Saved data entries
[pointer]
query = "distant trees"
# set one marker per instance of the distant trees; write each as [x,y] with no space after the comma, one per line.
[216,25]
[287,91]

### How to complete this task
No line may be altered or left out when the data is written out.

### Result of this task
[pointer]
query = "distant trees"
# set one marker per instance of the distant trees; write each as [x,y] with no space after the comma, one per line.
[216,25]
[287,91]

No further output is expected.